> [Passage given]:
Abstract
Introduction
Integrated circuit (IC) chip capacities are increasing at a tremendous rate, leading to system-on-a-chip (SOC) designs. Such capacities allow embedded computing system designers to create single-chip systems with massive functionality. Future IC technologies promise further advances in both transistor capacity and processor speeds. But at some point one begins to ask: How much is enough?
Consider the following analogy. Meeting your family's basic needs on a $20,000 annual salary would be a challenge. Increasing that salary to $40,000 would make a big difference, and $80,000 would be even better. However, at some point, working for further increases would reach a point of diminishing returns. An increase from $100 million to $200 million would be nice, but it probably wouldn't change your life much, and few would even notice the difference between $1 billion and $2 billion.
Similarly, meeting your basic embedded computing needs with a 20,000-transitor silicon budget would also be a challenge. 20,000 transistors (roughly the silicon budget two decades ago) are barely enough to implement an 8-bit microprocessor. Increasing the budget to 40,000 transistors would make a big difference, and 80,000 would be even better. Again, at some point, working for further increases would reach a point of diminishing returns. An increase from 100 million transistors to 200 million transistors (modern chip sizes) would be nice, but would not change most designers' systems all that much, and few designers would even notice the difference between 1 billion and 2 billion transistors.

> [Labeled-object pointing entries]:
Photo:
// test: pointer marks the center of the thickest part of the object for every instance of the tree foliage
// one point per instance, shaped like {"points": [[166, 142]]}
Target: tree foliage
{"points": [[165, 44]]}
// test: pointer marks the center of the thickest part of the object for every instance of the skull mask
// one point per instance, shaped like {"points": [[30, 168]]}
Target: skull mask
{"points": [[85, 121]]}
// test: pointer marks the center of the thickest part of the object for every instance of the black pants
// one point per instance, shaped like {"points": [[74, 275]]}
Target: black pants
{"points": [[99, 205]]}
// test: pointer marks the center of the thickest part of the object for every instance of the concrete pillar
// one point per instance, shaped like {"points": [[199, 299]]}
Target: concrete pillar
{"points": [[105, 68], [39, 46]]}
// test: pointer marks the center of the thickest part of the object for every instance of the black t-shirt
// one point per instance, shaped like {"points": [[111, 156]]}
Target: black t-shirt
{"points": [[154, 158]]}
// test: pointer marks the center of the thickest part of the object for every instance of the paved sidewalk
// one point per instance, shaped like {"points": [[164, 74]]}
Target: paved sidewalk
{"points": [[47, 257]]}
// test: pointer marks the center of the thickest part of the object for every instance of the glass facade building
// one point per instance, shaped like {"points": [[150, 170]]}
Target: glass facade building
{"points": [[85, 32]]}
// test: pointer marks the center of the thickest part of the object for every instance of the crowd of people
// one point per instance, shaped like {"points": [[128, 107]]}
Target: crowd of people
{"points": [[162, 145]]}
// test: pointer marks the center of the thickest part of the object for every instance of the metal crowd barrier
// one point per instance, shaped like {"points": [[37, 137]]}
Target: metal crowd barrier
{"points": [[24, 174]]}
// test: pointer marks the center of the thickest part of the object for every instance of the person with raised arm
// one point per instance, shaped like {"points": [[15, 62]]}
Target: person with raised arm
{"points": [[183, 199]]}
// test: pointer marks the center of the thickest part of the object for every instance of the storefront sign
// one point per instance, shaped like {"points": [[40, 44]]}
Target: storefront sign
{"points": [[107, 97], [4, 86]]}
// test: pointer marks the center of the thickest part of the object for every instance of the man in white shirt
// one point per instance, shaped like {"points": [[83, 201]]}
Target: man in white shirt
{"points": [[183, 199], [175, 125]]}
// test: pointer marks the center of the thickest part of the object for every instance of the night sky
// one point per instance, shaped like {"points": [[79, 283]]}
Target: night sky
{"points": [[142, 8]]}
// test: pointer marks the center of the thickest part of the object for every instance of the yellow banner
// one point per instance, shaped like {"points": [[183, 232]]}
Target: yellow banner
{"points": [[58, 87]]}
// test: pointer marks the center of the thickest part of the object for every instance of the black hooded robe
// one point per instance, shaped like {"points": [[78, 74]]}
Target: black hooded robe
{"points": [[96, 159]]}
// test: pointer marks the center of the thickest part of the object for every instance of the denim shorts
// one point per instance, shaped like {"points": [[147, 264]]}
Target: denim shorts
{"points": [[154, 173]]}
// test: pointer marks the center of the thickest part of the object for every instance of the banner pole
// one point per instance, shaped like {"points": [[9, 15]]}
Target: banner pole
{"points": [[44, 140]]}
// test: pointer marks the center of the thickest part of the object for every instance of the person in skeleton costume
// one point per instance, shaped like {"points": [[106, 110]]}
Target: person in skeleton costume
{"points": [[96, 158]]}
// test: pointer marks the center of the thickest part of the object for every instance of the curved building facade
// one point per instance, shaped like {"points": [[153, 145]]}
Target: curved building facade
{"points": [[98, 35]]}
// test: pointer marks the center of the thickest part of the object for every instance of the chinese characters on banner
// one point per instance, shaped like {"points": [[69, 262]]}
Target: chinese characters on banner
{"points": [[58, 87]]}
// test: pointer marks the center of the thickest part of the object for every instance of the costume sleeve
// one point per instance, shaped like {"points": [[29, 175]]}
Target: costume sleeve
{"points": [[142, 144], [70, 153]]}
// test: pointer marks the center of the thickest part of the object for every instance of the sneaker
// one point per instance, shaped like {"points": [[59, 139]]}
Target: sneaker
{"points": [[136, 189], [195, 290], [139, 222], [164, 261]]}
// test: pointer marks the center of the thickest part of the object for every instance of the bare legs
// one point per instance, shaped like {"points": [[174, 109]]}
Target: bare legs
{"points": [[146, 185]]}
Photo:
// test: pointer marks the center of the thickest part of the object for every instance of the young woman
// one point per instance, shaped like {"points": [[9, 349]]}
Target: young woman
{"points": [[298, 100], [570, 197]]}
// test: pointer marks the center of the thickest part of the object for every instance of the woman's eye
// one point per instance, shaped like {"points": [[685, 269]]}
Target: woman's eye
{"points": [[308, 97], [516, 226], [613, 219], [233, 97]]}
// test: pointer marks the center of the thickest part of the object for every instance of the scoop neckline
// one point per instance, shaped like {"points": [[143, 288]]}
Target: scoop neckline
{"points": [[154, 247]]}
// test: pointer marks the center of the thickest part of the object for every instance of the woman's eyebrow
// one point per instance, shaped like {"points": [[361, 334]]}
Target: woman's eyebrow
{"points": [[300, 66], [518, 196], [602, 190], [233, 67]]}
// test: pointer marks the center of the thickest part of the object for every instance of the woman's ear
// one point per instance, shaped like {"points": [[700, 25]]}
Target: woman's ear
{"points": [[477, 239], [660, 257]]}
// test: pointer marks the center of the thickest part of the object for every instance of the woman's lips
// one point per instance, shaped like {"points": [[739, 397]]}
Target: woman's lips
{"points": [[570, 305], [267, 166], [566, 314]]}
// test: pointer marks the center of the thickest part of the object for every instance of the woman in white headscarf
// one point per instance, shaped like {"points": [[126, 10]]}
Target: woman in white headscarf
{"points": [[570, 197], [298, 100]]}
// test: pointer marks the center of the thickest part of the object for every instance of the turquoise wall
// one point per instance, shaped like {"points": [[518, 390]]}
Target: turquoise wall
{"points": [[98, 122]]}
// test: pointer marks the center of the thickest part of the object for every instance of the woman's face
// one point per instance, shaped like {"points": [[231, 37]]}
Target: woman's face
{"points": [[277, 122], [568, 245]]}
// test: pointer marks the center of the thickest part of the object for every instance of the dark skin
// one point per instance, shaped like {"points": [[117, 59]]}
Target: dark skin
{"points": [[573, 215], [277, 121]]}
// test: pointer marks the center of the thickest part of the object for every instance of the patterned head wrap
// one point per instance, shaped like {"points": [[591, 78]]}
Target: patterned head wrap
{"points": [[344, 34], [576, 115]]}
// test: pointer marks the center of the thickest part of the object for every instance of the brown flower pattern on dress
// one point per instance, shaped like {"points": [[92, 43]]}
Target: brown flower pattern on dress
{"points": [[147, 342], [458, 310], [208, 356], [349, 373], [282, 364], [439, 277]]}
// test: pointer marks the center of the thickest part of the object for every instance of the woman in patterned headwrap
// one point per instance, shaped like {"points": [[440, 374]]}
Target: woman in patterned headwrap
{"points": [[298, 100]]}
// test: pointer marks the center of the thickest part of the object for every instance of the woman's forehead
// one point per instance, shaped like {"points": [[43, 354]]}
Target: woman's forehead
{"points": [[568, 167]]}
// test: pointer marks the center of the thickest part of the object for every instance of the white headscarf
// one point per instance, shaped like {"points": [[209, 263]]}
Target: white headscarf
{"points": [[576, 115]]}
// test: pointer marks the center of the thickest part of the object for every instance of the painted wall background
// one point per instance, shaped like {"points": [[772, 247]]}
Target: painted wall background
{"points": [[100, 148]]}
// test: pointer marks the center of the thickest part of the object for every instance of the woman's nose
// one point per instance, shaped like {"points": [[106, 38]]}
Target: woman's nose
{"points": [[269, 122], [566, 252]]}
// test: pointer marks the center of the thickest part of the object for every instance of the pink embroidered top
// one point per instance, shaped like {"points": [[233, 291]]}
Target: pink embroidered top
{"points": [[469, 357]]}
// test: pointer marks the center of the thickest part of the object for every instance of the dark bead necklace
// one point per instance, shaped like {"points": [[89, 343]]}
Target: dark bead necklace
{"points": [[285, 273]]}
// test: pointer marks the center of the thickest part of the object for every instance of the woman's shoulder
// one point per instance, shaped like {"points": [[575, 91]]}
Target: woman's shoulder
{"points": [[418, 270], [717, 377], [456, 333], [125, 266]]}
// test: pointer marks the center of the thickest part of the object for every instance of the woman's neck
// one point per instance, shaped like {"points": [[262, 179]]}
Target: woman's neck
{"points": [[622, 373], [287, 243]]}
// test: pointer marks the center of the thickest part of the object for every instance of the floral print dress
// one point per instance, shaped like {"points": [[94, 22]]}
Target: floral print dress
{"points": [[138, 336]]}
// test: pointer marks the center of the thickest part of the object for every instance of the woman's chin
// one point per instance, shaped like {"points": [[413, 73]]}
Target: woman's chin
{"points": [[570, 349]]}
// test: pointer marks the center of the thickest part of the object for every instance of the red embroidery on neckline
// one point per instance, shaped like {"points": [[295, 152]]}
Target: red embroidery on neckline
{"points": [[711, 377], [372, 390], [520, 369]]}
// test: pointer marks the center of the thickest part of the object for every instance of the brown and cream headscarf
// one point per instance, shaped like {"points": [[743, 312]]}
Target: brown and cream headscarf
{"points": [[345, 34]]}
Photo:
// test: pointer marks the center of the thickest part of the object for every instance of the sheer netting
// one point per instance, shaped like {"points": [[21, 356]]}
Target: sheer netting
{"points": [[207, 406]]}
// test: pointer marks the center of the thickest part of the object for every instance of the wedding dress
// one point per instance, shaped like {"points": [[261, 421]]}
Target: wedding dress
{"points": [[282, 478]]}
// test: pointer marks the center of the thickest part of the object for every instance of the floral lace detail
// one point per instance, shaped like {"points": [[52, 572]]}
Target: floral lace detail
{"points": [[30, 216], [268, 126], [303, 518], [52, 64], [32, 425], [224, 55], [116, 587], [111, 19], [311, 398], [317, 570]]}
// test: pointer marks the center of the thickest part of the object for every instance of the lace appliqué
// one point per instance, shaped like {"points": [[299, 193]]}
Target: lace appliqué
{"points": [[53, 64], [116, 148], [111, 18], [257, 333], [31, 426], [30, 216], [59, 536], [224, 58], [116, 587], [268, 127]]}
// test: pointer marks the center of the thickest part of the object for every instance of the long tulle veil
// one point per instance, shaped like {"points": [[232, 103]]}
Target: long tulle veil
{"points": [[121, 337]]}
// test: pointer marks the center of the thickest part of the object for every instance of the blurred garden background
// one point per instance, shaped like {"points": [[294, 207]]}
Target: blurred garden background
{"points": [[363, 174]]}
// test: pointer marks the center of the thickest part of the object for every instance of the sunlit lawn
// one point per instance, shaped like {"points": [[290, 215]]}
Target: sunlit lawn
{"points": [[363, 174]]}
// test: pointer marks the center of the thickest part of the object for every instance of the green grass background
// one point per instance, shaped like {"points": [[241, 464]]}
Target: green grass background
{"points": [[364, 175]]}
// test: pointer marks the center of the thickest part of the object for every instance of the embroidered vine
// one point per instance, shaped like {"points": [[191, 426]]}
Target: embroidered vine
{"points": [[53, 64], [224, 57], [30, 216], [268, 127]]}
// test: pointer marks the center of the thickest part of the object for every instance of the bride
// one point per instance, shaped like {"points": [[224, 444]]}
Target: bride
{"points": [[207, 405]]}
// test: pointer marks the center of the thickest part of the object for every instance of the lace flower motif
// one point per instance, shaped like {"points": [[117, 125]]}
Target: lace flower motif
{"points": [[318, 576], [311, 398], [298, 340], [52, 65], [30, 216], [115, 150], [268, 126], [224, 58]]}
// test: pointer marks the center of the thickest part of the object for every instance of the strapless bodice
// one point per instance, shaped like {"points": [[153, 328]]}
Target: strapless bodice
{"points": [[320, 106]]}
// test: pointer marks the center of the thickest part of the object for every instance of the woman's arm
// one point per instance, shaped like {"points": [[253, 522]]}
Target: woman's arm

> [Short task 1]: According to the introduction, roughly what was the silicon budget two decades ago?
> [Short task 2]: List every dollar amount in the salary analogy of the introduction.

> [Correct result 1]: Roughly 20,000 transistors.

> [Correct result 2]: $20,000; $40,000; $80,000; $100 million; $200 million; $1 billion; $2 billion